§ Text under study:
────────────────
The findings could lead to engineered plants and microorganisms that efficiently make codeine, one of the most widely prescribed painkillers in the world, the researchers said.
Score marks are seen on the sides of dried out poppy bulbs in Afghanistan's Helmand province. Researchers have discovered the genes that allow the opium poppy to make codeine and morphine, according to a new study.
Unlike morphine, codeine cannot be easily converted to heroin.
"The enzymes encoded by these two genes have eluded plant biochemists for a half-century," said Peter Facchini, a professor at the University of Calgary in Canada and co-author of the paper.
"In finding not only the enzymes but also the genes, we've make a major step forward," he said in a press release.
Opium poppy remains the world's dominant source of codeine, morphine and another opiate called oxycodone, according to the study, published Sunday in Nature Chemical Biology.
In clinical medicine, morphine is often regarded as the drug-of-first-choice to relieve severe pain and suffering.
Codeine can be extracted directly from the opium plant, but mostly it is synthesised from the much more abundant morphine found in the opium poppy.
Most morphine produced for pharmaceutical use around the world is converted into codeine.
Once ingested, codeine is converted by an enzyme in the liver to morphine, which is the active painkiller and a naturally occurring compound in humans.
"With this discovery, we can potentially create plants that will stop production at codeine," said Facchini.
"Our discovery now makes it possible to use microorganisms to produce opiate drugs and other important pharmaceuticals."
Co-author Jillian Hagel, a post-doctoral scientist in Facchini's laboratory, used cutting-edge sequencing techniques to sift through some 23,000 different genes to find the one -- codeine O-dementhylase (CODM) -- that produces the plant enzyme which converts codeine into morphine.
"We have found the missing pieces that were needed to understand how the opium poppy makes morphine," she said.
The opium poppy has been grown and exploited for thousands of years for both its medicinal and mind-altering properties.
Morphine was isolated in the early 19th century, while codeine was first identified in 1832 by French chemist Pierre Robiquet.
────────────────
§ Tasks to carry out:
- A) Using the article on opium poppy genes, decide whether each statement agrees with it. Answer yes or no, quoting the words that decide it: (i) Codeine can be easily converted to heroin. (ii) The study appeared in Nature Chemical Biology. (iii) Jillian Hagel searched through some 23,000 genes.
- B) Translate this sentence from the article on opium poppy genes into Spanish: "Most morphine produced for pharmaceutical use around the world is converted into codeine."
- C) In the article on opium poppy genes, recast the paragraph beginning "Once ingested, codeine is converted" as a short bulleted list that keeps its main facts.

[Saved entries]
────────────────
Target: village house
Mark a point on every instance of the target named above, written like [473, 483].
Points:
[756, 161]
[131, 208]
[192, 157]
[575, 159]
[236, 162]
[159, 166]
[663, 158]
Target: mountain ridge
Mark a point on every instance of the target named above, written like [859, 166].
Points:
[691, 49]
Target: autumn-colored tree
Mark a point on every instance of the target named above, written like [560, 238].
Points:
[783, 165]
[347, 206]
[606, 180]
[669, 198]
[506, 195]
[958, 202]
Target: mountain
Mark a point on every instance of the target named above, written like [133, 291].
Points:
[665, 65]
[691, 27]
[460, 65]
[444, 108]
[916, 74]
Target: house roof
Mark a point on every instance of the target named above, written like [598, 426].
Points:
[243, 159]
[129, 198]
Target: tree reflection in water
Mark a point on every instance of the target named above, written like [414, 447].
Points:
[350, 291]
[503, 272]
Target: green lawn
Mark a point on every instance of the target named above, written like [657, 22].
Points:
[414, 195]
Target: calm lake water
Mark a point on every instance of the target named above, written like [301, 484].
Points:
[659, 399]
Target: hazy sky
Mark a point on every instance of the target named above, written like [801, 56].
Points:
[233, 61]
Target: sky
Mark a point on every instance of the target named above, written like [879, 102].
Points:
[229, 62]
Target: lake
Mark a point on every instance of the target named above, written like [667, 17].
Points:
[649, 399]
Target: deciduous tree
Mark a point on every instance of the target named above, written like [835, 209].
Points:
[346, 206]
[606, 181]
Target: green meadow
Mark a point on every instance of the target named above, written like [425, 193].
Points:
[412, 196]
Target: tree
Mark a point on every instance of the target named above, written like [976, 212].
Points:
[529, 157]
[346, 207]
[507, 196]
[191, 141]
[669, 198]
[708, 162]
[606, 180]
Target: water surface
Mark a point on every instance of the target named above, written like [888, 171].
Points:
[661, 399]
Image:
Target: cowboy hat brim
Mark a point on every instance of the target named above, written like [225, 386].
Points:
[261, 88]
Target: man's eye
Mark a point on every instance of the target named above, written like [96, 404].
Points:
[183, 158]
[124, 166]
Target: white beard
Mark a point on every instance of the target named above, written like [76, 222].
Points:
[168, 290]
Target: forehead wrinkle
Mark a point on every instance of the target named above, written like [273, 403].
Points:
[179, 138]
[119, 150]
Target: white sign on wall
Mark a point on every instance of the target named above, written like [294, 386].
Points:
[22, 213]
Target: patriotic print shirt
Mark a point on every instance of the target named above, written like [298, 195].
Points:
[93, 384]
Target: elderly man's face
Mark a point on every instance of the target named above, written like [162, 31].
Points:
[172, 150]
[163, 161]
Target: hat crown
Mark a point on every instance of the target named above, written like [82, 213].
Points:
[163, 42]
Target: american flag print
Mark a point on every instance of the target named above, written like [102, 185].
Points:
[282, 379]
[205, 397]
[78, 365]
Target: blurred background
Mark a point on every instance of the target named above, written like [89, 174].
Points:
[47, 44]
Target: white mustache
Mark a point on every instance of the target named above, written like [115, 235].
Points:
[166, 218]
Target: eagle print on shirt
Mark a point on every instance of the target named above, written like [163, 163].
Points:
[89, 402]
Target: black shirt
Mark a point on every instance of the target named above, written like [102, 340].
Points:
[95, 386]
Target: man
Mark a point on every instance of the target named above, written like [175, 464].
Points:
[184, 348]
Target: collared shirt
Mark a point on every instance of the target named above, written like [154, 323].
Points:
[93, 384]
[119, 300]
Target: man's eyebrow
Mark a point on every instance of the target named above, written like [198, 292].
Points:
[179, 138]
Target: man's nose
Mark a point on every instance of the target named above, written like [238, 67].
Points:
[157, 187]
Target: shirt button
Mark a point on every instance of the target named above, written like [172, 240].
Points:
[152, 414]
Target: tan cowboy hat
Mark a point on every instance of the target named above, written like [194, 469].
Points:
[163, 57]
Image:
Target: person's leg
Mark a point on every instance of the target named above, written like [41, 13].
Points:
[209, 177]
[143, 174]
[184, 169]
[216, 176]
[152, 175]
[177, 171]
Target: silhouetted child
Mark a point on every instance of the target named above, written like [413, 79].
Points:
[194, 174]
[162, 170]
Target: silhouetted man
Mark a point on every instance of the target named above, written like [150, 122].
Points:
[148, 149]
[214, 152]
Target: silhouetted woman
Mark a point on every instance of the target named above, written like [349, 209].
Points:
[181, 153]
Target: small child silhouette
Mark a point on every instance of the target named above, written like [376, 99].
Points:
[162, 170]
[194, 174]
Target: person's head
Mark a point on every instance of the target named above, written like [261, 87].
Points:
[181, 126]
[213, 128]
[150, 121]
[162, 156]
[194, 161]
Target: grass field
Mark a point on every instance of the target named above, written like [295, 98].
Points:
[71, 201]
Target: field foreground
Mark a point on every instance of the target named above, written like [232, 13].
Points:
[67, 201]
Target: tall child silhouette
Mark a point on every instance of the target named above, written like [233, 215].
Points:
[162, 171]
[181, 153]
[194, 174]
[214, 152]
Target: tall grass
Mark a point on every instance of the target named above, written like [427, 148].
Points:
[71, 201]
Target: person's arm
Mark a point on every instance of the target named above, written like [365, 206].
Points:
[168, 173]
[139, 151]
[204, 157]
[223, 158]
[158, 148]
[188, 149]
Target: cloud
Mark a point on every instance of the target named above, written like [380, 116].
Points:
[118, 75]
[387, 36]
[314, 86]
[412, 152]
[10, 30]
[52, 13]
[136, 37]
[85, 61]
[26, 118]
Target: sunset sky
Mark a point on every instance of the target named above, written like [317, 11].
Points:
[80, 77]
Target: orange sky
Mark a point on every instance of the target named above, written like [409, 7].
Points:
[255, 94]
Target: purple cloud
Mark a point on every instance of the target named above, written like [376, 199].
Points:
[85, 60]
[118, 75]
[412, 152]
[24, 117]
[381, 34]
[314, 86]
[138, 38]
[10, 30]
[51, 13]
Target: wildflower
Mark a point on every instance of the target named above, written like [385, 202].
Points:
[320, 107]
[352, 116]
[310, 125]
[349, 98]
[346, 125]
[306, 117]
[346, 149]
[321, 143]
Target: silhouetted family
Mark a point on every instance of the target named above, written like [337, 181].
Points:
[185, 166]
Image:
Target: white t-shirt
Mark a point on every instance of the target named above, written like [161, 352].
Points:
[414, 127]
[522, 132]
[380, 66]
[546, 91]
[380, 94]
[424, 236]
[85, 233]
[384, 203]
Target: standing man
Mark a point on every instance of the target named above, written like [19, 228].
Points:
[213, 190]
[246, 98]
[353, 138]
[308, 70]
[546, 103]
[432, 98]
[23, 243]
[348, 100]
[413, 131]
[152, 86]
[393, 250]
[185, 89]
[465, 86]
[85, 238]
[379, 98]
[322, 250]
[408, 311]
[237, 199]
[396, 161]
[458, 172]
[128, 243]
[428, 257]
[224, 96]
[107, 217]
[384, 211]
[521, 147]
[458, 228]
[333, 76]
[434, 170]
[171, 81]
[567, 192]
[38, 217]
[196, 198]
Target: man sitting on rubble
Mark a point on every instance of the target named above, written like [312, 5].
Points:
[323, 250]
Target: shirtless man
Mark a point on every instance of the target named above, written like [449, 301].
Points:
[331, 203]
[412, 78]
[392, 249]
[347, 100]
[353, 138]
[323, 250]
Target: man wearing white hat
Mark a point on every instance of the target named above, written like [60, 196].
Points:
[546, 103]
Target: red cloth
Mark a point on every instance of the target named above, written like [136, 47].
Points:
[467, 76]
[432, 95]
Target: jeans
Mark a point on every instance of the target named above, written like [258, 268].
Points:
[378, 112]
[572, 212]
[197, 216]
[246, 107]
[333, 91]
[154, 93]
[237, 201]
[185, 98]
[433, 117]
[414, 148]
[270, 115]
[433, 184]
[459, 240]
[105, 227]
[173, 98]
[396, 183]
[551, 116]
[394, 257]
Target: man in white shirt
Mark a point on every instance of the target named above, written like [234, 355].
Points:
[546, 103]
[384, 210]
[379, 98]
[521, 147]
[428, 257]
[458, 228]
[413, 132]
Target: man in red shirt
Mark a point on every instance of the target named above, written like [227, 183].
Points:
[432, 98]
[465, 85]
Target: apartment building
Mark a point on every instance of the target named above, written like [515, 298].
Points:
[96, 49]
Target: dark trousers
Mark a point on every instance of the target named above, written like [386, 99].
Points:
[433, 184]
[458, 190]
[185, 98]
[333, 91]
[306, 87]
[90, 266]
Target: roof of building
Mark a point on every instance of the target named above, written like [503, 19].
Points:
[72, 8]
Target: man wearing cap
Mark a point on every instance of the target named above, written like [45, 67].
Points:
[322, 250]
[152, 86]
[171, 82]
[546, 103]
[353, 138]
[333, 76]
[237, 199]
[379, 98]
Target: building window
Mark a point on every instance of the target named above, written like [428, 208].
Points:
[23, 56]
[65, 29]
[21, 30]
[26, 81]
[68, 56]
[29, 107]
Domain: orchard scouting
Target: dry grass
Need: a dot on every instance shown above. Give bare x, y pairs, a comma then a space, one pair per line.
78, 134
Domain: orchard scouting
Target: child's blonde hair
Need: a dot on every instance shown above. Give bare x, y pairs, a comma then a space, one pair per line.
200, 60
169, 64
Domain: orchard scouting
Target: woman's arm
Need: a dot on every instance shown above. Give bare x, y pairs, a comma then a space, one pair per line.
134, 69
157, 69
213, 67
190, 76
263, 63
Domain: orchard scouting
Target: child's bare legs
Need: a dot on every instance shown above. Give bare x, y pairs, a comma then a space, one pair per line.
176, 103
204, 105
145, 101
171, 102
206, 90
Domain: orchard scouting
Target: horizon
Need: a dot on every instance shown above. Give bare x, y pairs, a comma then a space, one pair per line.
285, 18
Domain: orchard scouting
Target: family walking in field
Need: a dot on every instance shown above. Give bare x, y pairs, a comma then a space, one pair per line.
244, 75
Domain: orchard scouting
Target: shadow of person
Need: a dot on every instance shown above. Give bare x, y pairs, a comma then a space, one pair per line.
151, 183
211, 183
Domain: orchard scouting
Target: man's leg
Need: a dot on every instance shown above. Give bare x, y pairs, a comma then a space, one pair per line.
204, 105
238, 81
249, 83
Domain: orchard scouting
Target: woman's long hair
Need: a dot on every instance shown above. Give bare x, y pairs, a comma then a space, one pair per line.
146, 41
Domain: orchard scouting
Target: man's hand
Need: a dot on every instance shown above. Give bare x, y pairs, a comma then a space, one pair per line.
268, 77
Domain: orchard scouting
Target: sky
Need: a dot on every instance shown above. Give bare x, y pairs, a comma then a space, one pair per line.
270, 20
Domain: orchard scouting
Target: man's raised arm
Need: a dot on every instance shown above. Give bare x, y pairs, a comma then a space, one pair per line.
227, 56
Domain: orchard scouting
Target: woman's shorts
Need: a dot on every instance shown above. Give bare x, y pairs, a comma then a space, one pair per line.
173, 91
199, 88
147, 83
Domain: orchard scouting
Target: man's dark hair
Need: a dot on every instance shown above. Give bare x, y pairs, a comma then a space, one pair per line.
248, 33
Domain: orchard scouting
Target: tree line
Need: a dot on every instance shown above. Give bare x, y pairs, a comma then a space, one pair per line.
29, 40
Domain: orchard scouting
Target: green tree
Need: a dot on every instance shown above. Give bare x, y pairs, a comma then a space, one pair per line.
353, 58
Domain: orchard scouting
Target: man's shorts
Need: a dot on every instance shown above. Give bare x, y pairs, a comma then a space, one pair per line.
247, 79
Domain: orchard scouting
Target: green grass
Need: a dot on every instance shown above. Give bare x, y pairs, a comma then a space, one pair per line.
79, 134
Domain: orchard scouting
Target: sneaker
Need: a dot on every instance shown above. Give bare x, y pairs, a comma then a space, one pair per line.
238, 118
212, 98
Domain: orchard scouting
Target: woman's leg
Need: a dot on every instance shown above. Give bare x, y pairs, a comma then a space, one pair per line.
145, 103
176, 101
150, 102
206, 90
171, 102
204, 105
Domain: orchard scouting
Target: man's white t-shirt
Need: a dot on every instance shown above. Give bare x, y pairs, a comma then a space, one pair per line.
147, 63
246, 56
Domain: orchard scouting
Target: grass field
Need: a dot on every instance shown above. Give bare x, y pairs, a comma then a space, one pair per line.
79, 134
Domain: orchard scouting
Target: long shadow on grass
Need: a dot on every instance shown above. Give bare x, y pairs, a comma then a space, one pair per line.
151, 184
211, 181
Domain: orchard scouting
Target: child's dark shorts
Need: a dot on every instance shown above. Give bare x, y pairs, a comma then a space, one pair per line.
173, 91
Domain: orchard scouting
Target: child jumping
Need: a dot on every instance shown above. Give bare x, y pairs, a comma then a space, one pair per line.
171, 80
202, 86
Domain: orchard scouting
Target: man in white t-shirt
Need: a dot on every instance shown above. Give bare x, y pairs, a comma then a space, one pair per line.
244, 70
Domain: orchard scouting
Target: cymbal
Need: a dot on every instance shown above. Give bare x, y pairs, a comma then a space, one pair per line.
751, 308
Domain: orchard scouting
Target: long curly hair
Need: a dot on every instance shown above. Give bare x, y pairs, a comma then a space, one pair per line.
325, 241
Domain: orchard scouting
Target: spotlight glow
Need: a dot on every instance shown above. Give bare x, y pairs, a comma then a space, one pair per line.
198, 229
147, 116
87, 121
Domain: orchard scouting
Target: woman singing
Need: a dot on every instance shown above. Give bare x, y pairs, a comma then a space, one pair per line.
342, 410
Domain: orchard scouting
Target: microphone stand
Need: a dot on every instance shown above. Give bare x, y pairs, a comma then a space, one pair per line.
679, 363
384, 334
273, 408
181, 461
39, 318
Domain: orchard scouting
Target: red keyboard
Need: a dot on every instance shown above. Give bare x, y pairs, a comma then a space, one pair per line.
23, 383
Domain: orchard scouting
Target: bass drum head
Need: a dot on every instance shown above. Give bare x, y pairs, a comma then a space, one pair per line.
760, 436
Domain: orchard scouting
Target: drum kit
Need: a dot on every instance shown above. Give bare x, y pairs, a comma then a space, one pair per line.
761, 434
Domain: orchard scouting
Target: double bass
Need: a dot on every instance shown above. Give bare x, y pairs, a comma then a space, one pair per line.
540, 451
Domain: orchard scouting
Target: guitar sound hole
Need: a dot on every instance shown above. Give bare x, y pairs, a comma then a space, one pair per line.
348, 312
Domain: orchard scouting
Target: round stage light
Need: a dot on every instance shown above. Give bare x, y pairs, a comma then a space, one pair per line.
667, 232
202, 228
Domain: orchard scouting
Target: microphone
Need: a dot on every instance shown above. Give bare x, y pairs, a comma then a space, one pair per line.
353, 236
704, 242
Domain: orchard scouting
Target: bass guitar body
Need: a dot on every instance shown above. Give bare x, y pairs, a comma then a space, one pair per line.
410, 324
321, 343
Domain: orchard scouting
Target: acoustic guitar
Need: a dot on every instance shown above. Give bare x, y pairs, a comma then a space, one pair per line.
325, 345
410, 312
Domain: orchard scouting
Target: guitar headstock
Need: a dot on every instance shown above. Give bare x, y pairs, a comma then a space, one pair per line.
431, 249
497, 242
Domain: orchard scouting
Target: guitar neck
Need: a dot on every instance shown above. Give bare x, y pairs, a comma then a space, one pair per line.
────────────────
§ List of solutions:
- A)
(i) No: "Unlike morphine, codeine cannot be easily converted to heroin."
(ii) Yes: "according to the study, published Sunday in Nature Chemical Biology."
(iii) Yes: "used cutting-edge sequencing techniques to sift through some 23,000 different genes"

- B) La mayor parte de la morfina producida para uso farmacéutico en todo el mundo se convierte en codeína.

- C)
- After codeine is ingested, a liver enzyme converts it to morphine.
- Morphine is the active painkiller.
- Morphine occurs naturally in humans.